== Data provided ==

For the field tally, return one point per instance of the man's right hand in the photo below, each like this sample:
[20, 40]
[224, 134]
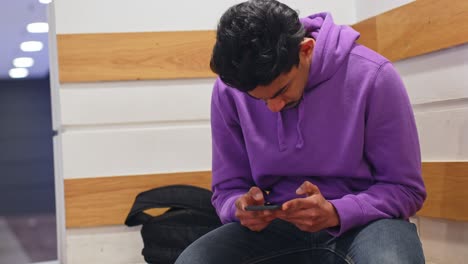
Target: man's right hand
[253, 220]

--

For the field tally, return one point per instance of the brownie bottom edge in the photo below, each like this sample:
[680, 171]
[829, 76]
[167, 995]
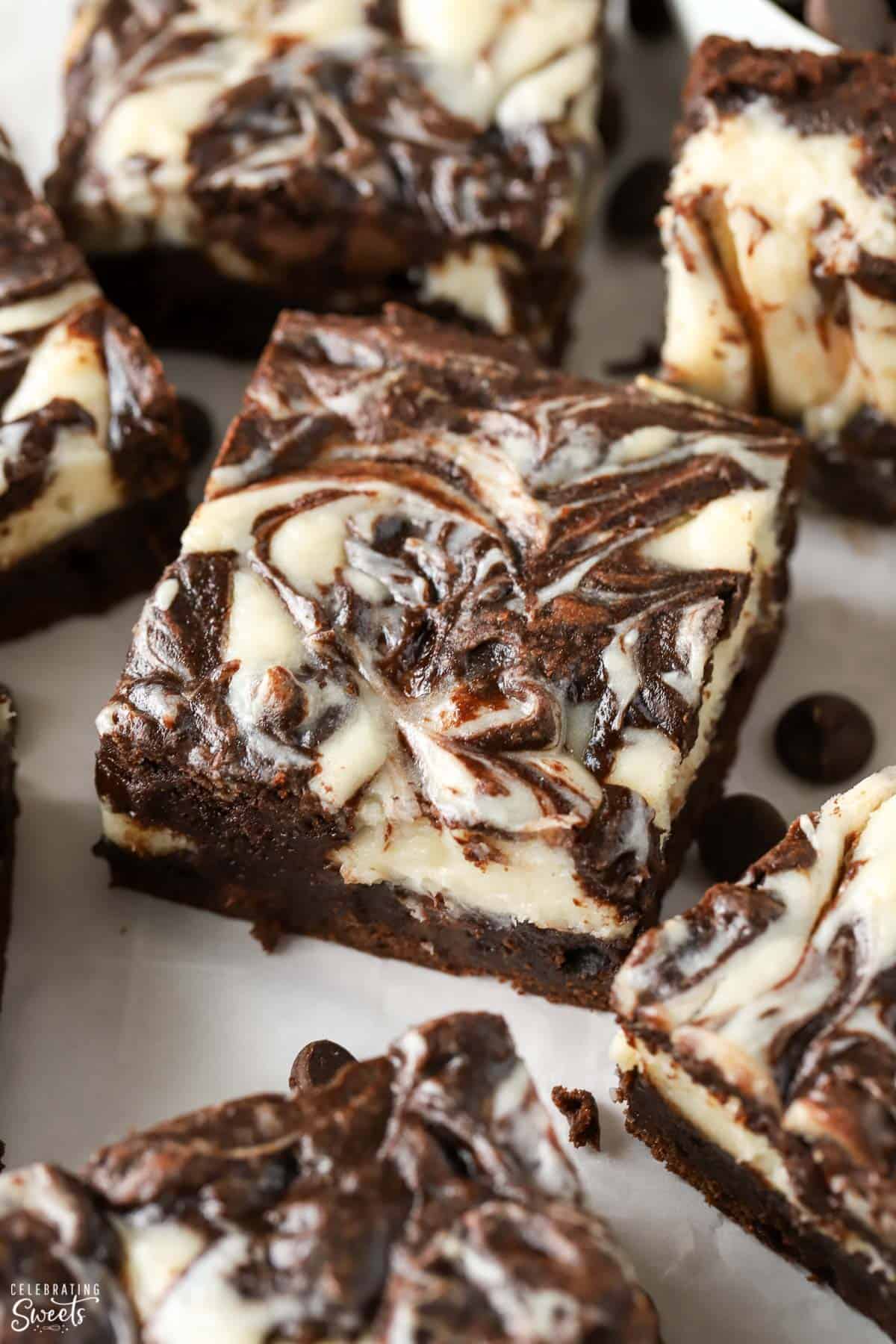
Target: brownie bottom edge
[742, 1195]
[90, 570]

== Stated task ==
Gather each line of the items above that contains the word "this", and copy every such line in full.

== Finished task ==
For the field tally, return one point per instance of the man's right hand in the photo below, each like this sample:
For the field tally, return one point per instance of the brownie bottom edge in the photo below, each like this sample:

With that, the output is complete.